## What you should do
Copy down every line of the data that follows exactly. Omit the pictures.

## Listed records

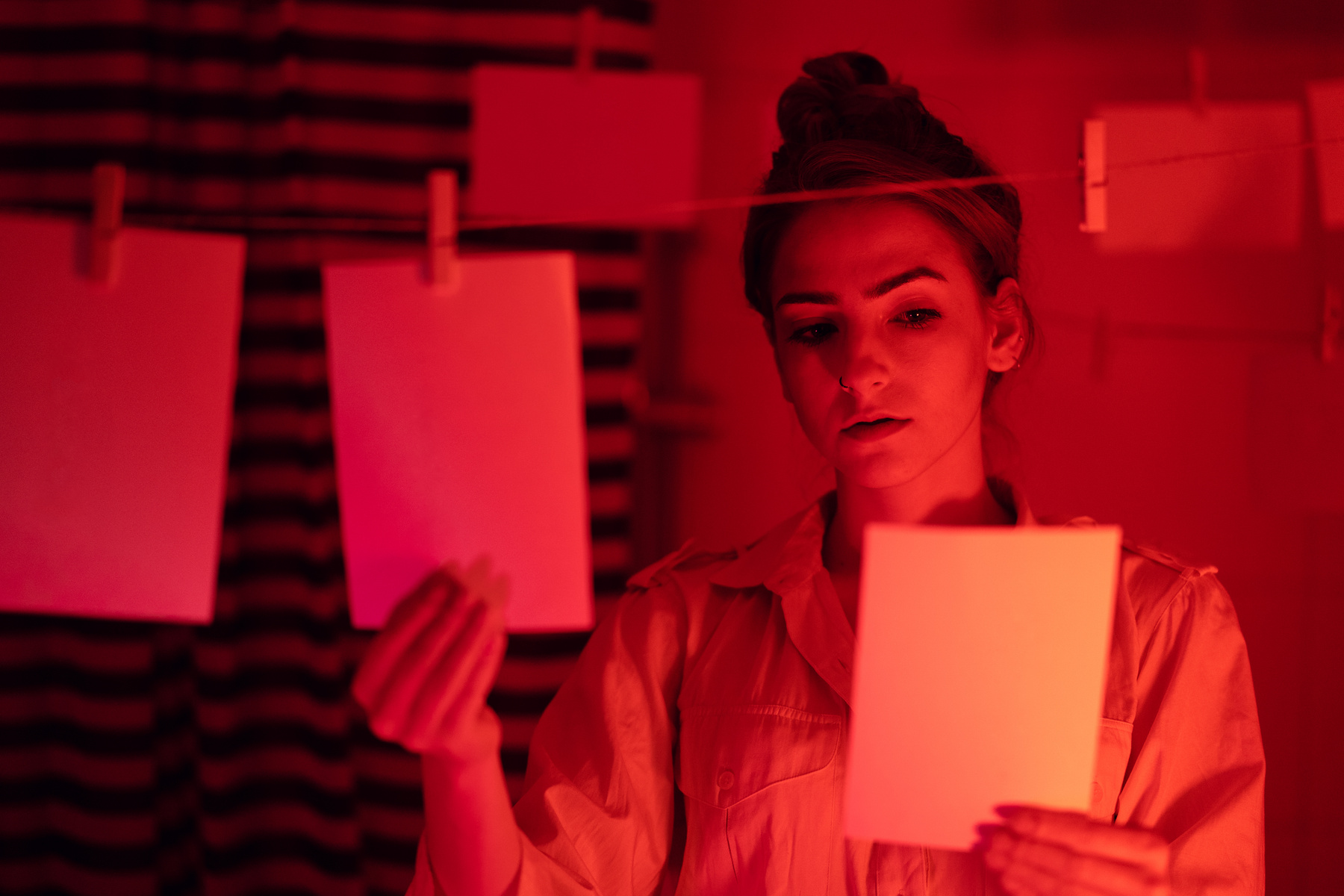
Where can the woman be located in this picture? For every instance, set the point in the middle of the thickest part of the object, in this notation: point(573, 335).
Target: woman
point(699, 744)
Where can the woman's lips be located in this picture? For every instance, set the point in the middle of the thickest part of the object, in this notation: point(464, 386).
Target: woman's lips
point(875, 430)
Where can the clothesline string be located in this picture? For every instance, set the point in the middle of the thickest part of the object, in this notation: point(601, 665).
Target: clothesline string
point(416, 225)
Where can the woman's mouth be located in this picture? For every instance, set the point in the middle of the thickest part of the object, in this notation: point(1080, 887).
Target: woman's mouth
point(874, 430)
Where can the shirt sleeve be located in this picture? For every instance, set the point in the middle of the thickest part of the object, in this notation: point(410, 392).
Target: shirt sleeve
point(1196, 766)
point(597, 809)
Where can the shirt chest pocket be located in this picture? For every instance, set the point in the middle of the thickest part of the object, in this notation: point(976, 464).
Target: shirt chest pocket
point(762, 788)
point(732, 753)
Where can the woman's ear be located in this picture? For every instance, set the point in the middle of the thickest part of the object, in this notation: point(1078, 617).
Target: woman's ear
point(1007, 327)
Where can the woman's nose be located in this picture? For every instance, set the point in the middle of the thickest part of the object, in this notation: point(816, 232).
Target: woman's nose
point(863, 367)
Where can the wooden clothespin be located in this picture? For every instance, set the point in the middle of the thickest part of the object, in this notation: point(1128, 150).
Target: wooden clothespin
point(1332, 324)
point(585, 43)
point(109, 193)
point(445, 272)
point(1092, 169)
point(1198, 65)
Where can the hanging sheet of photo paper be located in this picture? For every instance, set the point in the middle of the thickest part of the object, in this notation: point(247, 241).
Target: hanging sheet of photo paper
point(114, 418)
point(1250, 200)
point(979, 672)
point(458, 426)
point(1325, 101)
point(550, 141)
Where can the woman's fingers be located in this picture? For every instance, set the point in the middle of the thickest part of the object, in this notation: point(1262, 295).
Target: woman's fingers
point(1082, 835)
point(456, 680)
point(457, 726)
point(391, 702)
point(1031, 867)
point(405, 623)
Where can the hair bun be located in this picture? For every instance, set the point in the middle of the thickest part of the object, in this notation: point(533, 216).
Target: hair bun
point(848, 96)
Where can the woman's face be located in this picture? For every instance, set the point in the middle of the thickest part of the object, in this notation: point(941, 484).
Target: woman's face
point(878, 294)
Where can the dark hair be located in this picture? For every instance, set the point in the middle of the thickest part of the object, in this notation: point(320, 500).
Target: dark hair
point(846, 124)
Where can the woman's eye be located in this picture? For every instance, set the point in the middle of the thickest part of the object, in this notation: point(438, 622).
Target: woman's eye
point(812, 334)
point(918, 317)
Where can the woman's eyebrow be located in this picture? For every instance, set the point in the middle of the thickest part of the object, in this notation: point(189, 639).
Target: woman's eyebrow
point(873, 292)
point(900, 280)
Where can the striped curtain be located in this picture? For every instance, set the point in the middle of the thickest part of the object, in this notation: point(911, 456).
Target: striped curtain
point(141, 758)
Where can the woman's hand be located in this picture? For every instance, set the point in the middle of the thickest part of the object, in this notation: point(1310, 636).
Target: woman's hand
point(1039, 852)
point(425, 676)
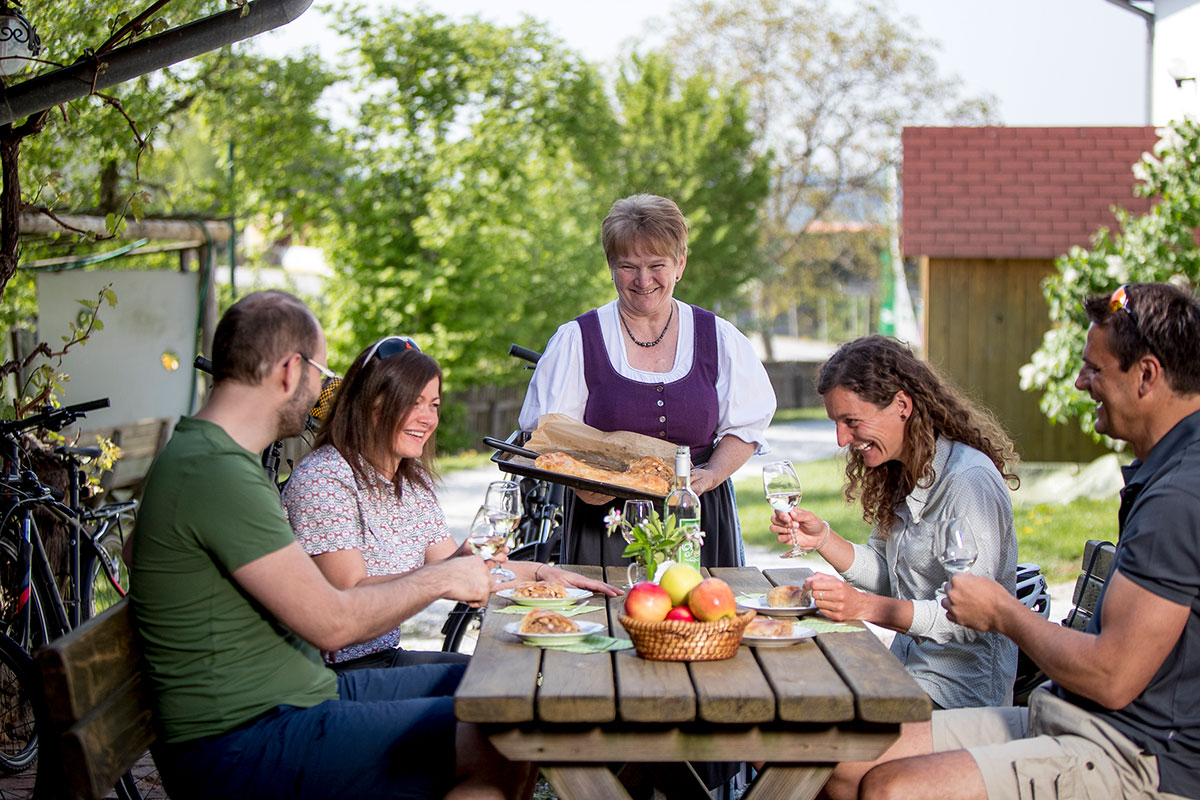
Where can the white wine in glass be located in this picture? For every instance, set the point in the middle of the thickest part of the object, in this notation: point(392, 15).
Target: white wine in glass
point(783, 489)
point(954, 546)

## Solved exercise
Where can the woman be located in this picture? For every instance, set the point in the middle of the thickest part of the object, in this notation: point(573, 335).
Target: woman
point(699, 744)
Where can the woman's lips be located in this picture? For every instance, set the point in the middle of the thickest part of the object, in this notation: point(464, 386).
Target: woman's lips
point(875, 430)
Where can the clothesline string be located in this picture? For every instance, set the point in the middle of the thickest part of the object, in this notation: point(601, 665).
Target: clothesline string
point(416, 225)
Where can the woman's mouth be located in this picture? For every instance, set the point in the middle of the thickest part of the object, in this notation: point(1080, 887).
Target: woman's mouth
point(874, 430)
Where can the shirt sleeve be located in this picture? For every instance, set the point in the middle of the thickest part of the object, in this notation: point(410, 392).
Target: shirt sleeve
point(1196, 766)
point(597, 809)
Where can the shirt chest pocket be located in this picture? For every instance, set the point in the middle of the thickest part of the object, in this notation: point(976, 464).
Target: shirt chest pocket
point(762, 788)
point(732, 753)
Where can the woman's ear be located in this picture? For every instance, set the point in the middle of the thickest part of the object, in this notation: point(1078, 617).
Target: woman's ear
point(1007, 327)
Where can the woman's nose be located in this picture? For every instance, set the point in the middle of the thickest part of the object, in this notation: point(816, 232).
Target: woman's nose
point(863, 367)
Where can the wooden clothespin be located in this picture? For every instance, set the point in the middle of the thickest part of the object, in this notation: point(1128, 150).
Target: wooden clothespin
point(1332, 324)
point(585, 43)
point(109, 193)
point(445, 272)
point(1092, 169)
point(1198, 65)
Where can the hanging sheet of photo paper be located in this picture? For every instance, set the point in the middle of the thickest part of the object, in this notation: point(247, 241).
Target: hanging sheet of photo paper
point(114, 418)
point(1250, 200)
point(979, 672)
point(458, 426)
point(1325, 101)
point(550, 141)
Where can the woman's fingers be located in this picture? For every instance, set the point in the middle of the thickest part of the object, in this notation: point(1262, 295).
Target: woman's fingers
point(1082, 835)
point(456, 680)
point(457, 726)
point(391, 702)
point(1031, 867)
point(405, 623)
Where can the hair bun be located in this picture? For every instance, set the point in the middle of the thickest part of the object, in this notation: point(533, 216).
Target: hair bun
point(848, 96)
Where can the woman's face be located in this picture? For every instance, set the point in the middle of the thickest part of the object, in this notation: point(941, 484).
Target: woman's face
point(878, 294)
Where can the dark hair be located in this picture? For every instance, set the point in the middle of the thickest part of the object, in this notation: point(320, 500).
Target: dark hair
point(846, 124)
Where can the woman's eye be located in this picture? For every instance, set the point in the middle of the thickest part of the object, in this notation: point(438, 622).
Target: woman's eye
point(812, 334)
point(918, 317)
Where can the woman's eyebrow be located in this picture? For every instance, set the point in the middle of the thickest part of the object, in this notation: point(189, 639).
Target: woman's eyebrow
point(873, 292)
point(900, 280)
Where can the striped curtain be located in this picture? For every instance, set the point in the middle of the thickest part of the object, in this notation: point(911, 456).
Target: striped curtain
point(141, 758)
Where can the woman's hand be located in this picture? For every instance, set the point in the middle of the thickest part of the object, in this notation: point(1310, 636).
Target: woman's hand
point(1039, 852)
point(425, 676)
Where can the white wine in glass be located in this picture? For every instance, set the point in the middle of the thickest part of the object, in this notation: point(392, 15).
Target: white wine in glass
point(783, 489)
point(954, 546)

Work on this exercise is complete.